= Document segment =
((

The Duke of Bouillon soon afterwards departed for the Netherlands, where the regular envoy to the commonwealth, Paul Chouart Seigneur de Buzanval, had already been preparing the States-General for their entrance into the league. Of course it was duly impressed upon those republicans that they should think themselves highly honoured by the privilege of associating themselves with so august an alliance. The queen wrote an earnest letter to the States, urging them to join the league. "Especially should you do so," she said, "on account of the reputation which you will thereby gain for your affairs with the people who are under you, seeing you thus sustained (besides the certainty which you have of our favour) by the friendship of other confederated princes, and particularly by that of the most Christian king."

On the 31st October the articles of agreement under which the republic acceded to the new confederation were signed at the Hague. Of course it was not the exact counterpart of the famous Catholic association. Madam League, after struggling feebly for the past few years, a decrepit beldame, was at last dead and buried. But there had been a time when she was filled with exuberant and terrible life. She, at least, had known the object of her creation, and never, so long as life was in her, had she faltered in her dread purpose. To extirpate Protestantism, to murder Protestants, to burn, hang, butcher, bury them alive, to dethrone every Protestant sovereign in Europe, especially to assassinate the Queen of England, the Prince of Orange, with all his race, and Henry of Navarre, and to unite in the accomplishment of these simple purposes all the powers of Christendom under the universal monarchy of Philip of Spain—for all this, blood was shed in torrents, and the precious metals of the "Indies" squandered as fast as the poor savages, who were thus taking their first lessons in the doctrines of Jesus of Nazareth, could dig it from the mines. For this America had been summoned, as it were by almighty fiat, out of previous darkness, in order that it might furnish money with which to massacre all the heretics of the earth. For this great purpose was the sublime discovery of the Genoese sailor to be turned to account. These aims were intelligible, and had in part been attained. William of Orange had fallen, and a patent of nobility, with a handsome fortune, had been bestowed upon his assassin. Elizabeth's life had been frequently attempted. So had those of Henry, of Maurice, of Olden-Barneveld. Divine providence might perhaps guide the hand of future murderers with greater accuracy, for even if Madam League were dead, her ghost still walked among the Jesuits and summoned them to complete the crimes left yet unfinished.

But what was the design of the new confederacy? It was not a Protestant league. Henry of Navarre could no longer be the chief of such an association, although it was to Protestant powers only that he could turn for assistance. It was to the commonwealth of the Netherlands, to the northern potentates and to the Calvinist and Lutheran princes of Germany, that the king and queen could alone appeal in their designs against Philip of Spain.

The position of Henry was essentially a false one from the beginning. He felt it to be so, and the ink was scarce dry with which he signed the new treaty before he was secretly casting about him to, make peace with that power with which he was apparently summoning all the nations of the earth to do battle. Even the cautious Elizabeth was deceived by the crafty Bearnese, while both united to hoodwink the other states and princes.

))

= To do =
A: In the passage about the new confederacy against Spain, on what date were the articles of agreement signed at the Hague?
B: Carry on the passage about the new confederacy against Spain, picking up right after its final sentence.

= Dataset =
((

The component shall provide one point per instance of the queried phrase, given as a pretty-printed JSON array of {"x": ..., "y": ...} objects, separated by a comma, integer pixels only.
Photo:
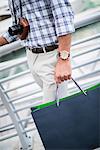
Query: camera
[
  {"x": 21, "y": 29},
  {"x": 15, "y": 30}
]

))

= Answers to the exercises =
A: On the 31st October.

B:
On the 31st October, accordingly, the States-General agreed to go into the league with England and France; "in order to resist the enterprises and ambitious designs of the King of Spain against all the princes and potentates of Christendom." As the queen had engaged—according to the public treaty or decoy—to furnish four thousand infantry to the league, the States now agreed to raise and pay for another four thousand to be maintained in the king's service at a cost of four hundred and fifty thousand florins annually, to be paid by the month. The king promised, in case the Netherlands should be invaded by the enemy with the greater part of his force, that these four thousand soldiers should return to the Netherlands. The king further bound himself to carry on a sharp offensive war in Artois and Hainault.

The States-General would have liked a condition inserted in the treaty that no peace should be made with Spain by England or France without the consent of the provinces; but this was peremptorily refused.

Perhaps the republic had no special reason to be grateful for the grudging and almost contemptuous manner in which it had thus been virtually admitted into the community of sovereigns; but the men who directed its affairs were far too enlightened not to see how great a step was taken when their political position, now conceded to them, had been secured. In good faith they intended to carry out the provisions of the new treaty, and they immediately turned their attention to the vital matters of making new levies and of imposing new taxes, by means of which they might render themselves useful to their new allies.

Meantime Ancel was deputed by Henry to visit the various courts of Germany and the north in order to obtain, if possible, new members for the league? But Germany was difficult to rouse. The dissensions among Protestants were ever inviting the assaults of the Papists. Its multitude of sovereigns were passing their leisure moments in wrangling among themselves as usual on abstruse points of theology, and devoting their serious hours to banquetting, deep drinking, and the pleasures of the chase. The jeremiads of old John of Nassau grew louder than ever, but his voice was of one crying in the wilderness. The wrath to come of that horrible Thirty Years' War, which he was not to witness seemed to inspire all his prophetic diatribes. But there were few to heed them. Two great dangers seemed ever impending over Christendom, and it is difficult to decide which fate would have been the more terrible, the establishment of the universal monarchy of Philip II., or the conquest of Germany by the Grand Turk. But when Ancel and other emissaries sought to obtain succour against the danger from the south-west, he was answered by the clash of arms and the shrieks of horror which came daily from the south-east. In vain was it urged, and urged with truth, that the Alcoran was less cruel than the Inquisition, that the soil of Europe might be overrun by Turks and Tartars, and the crescent planted triumphantly in every village, with less disaster to the human race, and with better hope that the germs of civilization and the precepts of Christianity might survive the invasion, than if the system of Philip, of Torquemada, and of Alva, should become the universal law. But the Turk was a frank enemy of Christianity, while Philip murdered Christians in the name of Christ. The distinction imposed upon the multitudes, with whom words were things. Moreover, the danger from the young and enterprising Mahomet seemed more appalling to the imagination than the menace, from which experience had taken something of its terrors, of the old and decrepit Philip.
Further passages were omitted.